** start of Data for processing **
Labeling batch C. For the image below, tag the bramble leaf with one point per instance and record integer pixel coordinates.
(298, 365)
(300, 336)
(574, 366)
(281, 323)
** end of Data for processing **
Convert the records above into a two-column CSV with the header instruction,points, giving each record one row that holds its text and then its answer. Put each field in double quotes and replace any line breaks with spaces.

**Result of the exercise:**
instruction,points
"Labeling batch C. For the image below, tag the bramble leaf with one point per instance and record integer pixel coordinates.","(298, 365) (300, 336) (574, 366) (281, 323)"